WHAT YOU NEED TO DO:
A – In the thread on checking whether all array values are equal, what happens when the reduce-based approach is run on an empty array?
B – In the thread on checking whether all array values are equal, shorten the paragraph beginning "You can turn the Array into a Set" into one sentence.

I need to find arrays where all values are equal. What's the fastest way to do this? Should I loop through it and just compare values?
['a', 'a', 'a', 'a'] // true
['a', 'a', 'b', 'a'] // false
33 Answers
const allEqual = arr => arr.every( v => v === arr[0] )
allEqual( [1,1,1,1] ) // true
Or one-liner:
[1,1,1,1].every( (val, i, arr) => val === arr[0] ) // true
Array.prototype.every (from MDN) :
The every() method tests whether all elements in the array pass the test implemented by the provided function.
12 Comments
svarog
Brevity is the soul of wit
Константин Ван
const everythings_equal = array => array.every(thing => thing === array[0]);
Chiawen
@Jan
every does early return as well.
Maxim Zubarev
Note: This solution will return true if the array is empty, too!
VLAZ
@MaximZubarev well, all elements are equal in that case.
|
Edit: Be a Red ninja:
!!array.reduce(function(a, b){ return (a === b) ? a : NaN; });
Results:
var array = ["a", "a", "a"] => result: "true"
var array = ["a", "b", "a"] => result: "false"
var array = ["false", ""] => result: "false"
var array = ["false", false] => result: "false"
var array = ["false", "false"] => result: "true"
var array = [NaN, NaN] => result: "false"
Warning:
var array = [] => result: TypeError thrown
This is because we do not pass an initialValue. So, you may wish to check array.length first.
14 Comments
GeorgeF0
might be a bit late to the party... i think this doesn't work if your array is made of
falses! for example try [false, false, false].reduce(function(a, b){return (a === b)?a:false;});
dalgard
@Martin:
["false", ""] returns true :/
Filipe Silva
This can be taken up a notch by using
NaN. Since both NaN === NaN and NaN !== NaN are false, it guarantees that once the prev is set to NaN then no value can take it out. Also adding in a double negation converts the results to true and false, since NaN is falsy. Final form: !!array.reduce(function(a, b){ return (a === b) ? a : NaN; });Константин Ван
DOWNVOTED. What if the elements are equal but falsy?
Tyguy7
I downvoted because this doesn't work with booleans values.
|
You can turn the Array into a Set. If the size of the Set is equal to 1, then all elements of the Array are equal.
function allEqual(arr) {
return new Set(arr).size == 1;
}
allEqual(['a', 'a', 'a', 'a']); // true
allEqual(['a', 'a', 'b', 'a']); // false
5 Comments
Константин Ван
Brilliant. Just note that
allEqual([NaN, NaN]) gives true in this case.

GIVEN ENTRIES:
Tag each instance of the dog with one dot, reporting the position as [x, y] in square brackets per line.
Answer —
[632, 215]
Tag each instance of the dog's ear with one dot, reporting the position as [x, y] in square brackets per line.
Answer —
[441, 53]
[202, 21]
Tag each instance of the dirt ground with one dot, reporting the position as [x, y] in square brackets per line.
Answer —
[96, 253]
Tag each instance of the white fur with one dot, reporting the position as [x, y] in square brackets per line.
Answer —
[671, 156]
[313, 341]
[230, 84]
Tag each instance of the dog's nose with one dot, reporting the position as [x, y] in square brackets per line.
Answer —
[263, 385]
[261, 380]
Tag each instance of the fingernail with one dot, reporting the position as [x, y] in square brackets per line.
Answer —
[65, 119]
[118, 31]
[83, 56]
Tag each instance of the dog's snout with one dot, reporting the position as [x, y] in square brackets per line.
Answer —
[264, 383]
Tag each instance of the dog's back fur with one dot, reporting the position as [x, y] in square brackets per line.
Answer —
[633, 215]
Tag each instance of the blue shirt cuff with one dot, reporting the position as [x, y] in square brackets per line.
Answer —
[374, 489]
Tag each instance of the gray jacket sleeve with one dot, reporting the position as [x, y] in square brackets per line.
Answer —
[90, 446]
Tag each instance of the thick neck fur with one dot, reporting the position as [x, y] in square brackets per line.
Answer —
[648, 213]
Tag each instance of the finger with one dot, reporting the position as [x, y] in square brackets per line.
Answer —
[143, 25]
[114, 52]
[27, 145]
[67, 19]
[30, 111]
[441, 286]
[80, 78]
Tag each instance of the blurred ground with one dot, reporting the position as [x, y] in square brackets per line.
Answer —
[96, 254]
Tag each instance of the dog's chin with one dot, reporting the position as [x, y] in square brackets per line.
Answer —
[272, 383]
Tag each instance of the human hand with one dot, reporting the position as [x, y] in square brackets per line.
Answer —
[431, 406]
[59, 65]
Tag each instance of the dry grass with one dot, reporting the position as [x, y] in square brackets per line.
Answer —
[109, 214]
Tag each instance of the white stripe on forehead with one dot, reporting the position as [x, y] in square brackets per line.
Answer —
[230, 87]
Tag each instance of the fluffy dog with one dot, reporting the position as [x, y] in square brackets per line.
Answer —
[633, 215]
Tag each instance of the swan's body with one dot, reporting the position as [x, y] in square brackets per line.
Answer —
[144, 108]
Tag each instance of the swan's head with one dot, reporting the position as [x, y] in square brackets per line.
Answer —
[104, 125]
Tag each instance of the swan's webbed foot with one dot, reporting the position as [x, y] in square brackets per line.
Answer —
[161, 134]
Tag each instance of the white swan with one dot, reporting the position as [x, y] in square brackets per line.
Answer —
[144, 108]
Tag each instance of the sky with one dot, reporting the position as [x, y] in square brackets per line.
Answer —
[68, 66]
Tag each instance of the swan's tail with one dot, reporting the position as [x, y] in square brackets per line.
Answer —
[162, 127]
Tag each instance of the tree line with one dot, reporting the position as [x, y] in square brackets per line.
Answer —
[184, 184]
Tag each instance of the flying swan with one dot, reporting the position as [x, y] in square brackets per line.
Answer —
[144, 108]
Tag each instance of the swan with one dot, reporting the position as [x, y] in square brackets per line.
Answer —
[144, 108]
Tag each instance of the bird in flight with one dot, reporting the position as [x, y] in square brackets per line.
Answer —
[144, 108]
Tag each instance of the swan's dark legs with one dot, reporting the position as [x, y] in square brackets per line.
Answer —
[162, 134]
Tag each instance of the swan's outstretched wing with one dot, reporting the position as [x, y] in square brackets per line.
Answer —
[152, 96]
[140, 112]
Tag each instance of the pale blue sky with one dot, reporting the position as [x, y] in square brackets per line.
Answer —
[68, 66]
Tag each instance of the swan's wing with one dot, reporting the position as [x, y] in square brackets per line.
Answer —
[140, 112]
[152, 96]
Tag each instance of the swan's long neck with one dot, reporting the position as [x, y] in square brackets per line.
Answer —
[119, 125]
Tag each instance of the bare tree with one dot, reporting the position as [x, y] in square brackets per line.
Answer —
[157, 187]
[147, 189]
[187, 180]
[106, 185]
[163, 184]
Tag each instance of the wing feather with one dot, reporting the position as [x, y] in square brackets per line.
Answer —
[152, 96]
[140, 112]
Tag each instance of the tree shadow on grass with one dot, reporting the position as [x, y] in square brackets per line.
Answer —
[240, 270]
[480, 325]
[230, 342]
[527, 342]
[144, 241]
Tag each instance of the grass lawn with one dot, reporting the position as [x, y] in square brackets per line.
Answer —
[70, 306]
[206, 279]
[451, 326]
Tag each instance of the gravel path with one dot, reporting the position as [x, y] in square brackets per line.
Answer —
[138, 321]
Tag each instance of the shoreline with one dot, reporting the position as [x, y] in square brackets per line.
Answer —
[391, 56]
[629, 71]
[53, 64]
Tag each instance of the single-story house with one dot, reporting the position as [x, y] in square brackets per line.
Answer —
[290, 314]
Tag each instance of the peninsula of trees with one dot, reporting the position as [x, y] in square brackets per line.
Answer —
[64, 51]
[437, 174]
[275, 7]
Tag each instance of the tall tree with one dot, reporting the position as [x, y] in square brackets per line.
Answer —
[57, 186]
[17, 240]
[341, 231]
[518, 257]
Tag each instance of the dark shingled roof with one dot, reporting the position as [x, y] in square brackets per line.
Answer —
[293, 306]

ANSWERS FOR THIS EXERCISE:
A – It throws a TypeError.

B – Convert the array into a Set, and if the Set's size is 1, all of the array's elements are equal.